[ARBEITSANWEISUNG] Wie viele Dörfer existierten laut dem Textauszug über den Wald der verschwundenen Dörfer einst rund um Gifkendorf?

[TEXTAUSZUG]
>>>
Der Wald der verschwundenen Dörfer
Auch wenn der Wald, der sich von Rohstorf bis Altenmedingen erstreckt, größtenteils im Landkreis Uelzen liegt, ist er für die Gifkendorfer „unser Wald“. Dort geht man spazieren, unternimmt Fahrradtouren oder reitet aus.
Und mitten in diesem Wald lassen sich seltsame Dinge finden: Plötzlich taucht mitten im Wald eine Wiese auf, eine Steinmauer oder Überreste einer Konstruktion aus Ziegelsteinen sind zu sehen. Diese Spuren deuten darauf hin, dass der Mensch hier früher schon einmal ansässig war. Und in der Tat: Ein Blick in die archäologische Literatur verrät uns, dass rund um Gifkendorf nicht weniger als neun Dörfer existierten, die im Laufe der Zeit wieder verschwanden. Zwei der Dörfer lagen nördlich und westlich von Gifkendorf, die anderen befanden sich alle im heutigen Wald. Wie ist zu erklären, dass all diese Dörfer verschwunden sind? Was war der Grund für diese Katastrophe? Liegt womöglich ein Fluch über dieser Gegend?
<<<
[VORLIEGENDE ANGABEN]
>>>
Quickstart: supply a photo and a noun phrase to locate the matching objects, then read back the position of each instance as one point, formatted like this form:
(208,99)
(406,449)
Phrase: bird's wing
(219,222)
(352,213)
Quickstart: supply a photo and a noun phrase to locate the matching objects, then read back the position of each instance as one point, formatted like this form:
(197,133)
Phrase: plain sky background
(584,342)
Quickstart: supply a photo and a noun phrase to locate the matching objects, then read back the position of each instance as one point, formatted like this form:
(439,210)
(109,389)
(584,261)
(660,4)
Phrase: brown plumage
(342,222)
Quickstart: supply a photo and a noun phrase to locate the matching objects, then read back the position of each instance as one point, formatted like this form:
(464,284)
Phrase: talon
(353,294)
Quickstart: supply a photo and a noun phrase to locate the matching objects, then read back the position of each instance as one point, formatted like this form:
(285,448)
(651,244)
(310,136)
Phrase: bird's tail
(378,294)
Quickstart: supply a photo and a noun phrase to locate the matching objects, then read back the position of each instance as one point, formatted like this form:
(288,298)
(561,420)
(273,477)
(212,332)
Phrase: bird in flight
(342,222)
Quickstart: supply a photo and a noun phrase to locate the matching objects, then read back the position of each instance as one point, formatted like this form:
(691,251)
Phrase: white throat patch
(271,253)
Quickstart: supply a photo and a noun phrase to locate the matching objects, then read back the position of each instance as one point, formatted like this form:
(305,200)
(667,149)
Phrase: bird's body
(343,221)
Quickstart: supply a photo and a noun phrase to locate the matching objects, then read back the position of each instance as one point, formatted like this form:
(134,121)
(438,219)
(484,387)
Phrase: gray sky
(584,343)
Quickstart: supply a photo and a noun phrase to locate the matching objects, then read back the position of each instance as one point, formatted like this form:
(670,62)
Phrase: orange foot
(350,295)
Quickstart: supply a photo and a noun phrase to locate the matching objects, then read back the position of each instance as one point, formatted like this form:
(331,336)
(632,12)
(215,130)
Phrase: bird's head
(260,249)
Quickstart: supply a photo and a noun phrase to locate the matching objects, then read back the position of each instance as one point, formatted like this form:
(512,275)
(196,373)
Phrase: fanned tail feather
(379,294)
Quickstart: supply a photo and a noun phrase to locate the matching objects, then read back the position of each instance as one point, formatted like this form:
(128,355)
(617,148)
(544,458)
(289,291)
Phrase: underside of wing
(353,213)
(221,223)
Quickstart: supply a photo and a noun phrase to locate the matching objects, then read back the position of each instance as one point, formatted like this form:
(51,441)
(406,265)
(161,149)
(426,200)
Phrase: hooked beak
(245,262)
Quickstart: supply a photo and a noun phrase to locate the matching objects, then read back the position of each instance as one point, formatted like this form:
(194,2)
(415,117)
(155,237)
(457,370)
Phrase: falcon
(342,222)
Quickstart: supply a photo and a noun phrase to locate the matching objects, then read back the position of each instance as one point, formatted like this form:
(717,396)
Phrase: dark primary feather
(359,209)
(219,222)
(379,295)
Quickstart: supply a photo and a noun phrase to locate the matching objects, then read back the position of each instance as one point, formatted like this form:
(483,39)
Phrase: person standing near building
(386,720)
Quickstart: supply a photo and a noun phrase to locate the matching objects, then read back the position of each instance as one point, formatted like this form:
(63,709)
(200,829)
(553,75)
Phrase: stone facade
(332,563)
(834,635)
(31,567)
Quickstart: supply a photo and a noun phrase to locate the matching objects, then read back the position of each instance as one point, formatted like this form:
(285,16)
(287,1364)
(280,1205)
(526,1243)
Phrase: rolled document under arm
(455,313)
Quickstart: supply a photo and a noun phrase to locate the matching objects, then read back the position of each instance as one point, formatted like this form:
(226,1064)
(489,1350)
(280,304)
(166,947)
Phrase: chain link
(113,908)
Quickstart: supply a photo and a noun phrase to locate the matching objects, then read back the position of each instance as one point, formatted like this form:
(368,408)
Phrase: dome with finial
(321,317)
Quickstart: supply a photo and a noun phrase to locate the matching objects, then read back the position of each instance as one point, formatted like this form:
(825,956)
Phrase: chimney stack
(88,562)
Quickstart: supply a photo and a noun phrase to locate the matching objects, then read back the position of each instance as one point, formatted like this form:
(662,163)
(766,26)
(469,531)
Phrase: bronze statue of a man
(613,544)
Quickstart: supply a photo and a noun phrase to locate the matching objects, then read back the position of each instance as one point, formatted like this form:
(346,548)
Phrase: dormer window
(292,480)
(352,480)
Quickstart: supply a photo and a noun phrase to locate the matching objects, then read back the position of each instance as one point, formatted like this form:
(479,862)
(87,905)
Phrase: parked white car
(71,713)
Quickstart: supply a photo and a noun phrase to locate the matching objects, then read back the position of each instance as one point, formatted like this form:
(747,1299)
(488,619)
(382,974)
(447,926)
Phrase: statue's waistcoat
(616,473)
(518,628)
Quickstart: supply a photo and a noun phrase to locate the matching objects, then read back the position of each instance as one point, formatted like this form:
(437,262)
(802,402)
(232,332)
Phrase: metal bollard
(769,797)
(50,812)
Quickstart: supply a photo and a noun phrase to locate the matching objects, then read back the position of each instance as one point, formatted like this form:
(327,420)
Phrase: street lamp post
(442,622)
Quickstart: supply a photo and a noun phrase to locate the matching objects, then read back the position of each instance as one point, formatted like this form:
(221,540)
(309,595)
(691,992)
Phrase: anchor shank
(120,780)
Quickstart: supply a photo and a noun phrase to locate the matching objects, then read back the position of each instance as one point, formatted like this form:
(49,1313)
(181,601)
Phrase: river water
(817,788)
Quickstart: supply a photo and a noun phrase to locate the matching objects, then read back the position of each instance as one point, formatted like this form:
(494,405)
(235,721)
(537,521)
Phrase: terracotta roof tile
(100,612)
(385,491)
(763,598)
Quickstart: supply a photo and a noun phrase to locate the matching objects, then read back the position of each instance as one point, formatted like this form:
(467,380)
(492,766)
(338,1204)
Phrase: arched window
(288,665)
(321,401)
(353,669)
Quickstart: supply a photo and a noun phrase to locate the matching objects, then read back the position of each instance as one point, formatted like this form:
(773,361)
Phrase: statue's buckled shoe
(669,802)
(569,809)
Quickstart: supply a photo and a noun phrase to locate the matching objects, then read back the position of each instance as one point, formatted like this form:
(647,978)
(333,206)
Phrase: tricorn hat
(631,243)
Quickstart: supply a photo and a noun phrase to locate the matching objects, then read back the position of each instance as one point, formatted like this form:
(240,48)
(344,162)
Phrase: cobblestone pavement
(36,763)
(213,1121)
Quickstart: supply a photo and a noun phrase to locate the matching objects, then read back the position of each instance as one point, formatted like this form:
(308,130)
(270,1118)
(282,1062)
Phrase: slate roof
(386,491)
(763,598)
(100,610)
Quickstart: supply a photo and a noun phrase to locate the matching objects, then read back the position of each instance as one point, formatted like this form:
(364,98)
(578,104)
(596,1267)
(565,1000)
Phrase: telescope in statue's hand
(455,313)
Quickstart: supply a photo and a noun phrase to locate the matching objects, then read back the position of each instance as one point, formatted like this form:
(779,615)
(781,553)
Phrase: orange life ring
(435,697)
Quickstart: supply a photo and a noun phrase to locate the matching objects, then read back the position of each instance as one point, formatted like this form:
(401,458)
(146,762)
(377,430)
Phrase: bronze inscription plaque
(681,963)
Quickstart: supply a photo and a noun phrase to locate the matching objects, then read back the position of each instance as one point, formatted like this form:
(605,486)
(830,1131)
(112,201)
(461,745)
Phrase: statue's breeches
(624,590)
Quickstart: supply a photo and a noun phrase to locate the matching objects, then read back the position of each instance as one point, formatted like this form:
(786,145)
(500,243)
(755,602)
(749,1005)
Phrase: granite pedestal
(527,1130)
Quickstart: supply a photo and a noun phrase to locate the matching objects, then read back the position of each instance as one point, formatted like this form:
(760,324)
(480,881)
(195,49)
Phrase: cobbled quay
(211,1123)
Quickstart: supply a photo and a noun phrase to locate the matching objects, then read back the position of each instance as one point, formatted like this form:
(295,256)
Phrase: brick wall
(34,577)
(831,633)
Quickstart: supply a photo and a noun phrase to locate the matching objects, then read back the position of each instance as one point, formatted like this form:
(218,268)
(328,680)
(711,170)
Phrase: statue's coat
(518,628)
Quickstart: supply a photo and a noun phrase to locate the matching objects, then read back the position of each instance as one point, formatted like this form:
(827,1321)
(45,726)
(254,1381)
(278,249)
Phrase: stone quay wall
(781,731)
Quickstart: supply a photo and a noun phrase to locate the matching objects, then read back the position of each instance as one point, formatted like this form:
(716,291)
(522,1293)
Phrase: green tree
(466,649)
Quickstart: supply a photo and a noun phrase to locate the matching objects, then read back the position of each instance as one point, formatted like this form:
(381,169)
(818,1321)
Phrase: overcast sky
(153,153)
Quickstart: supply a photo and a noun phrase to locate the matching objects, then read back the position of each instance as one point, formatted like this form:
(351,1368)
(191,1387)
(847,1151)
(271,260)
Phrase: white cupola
<<<
[LÖSUNG] Nicht weniger als neun Dörfer.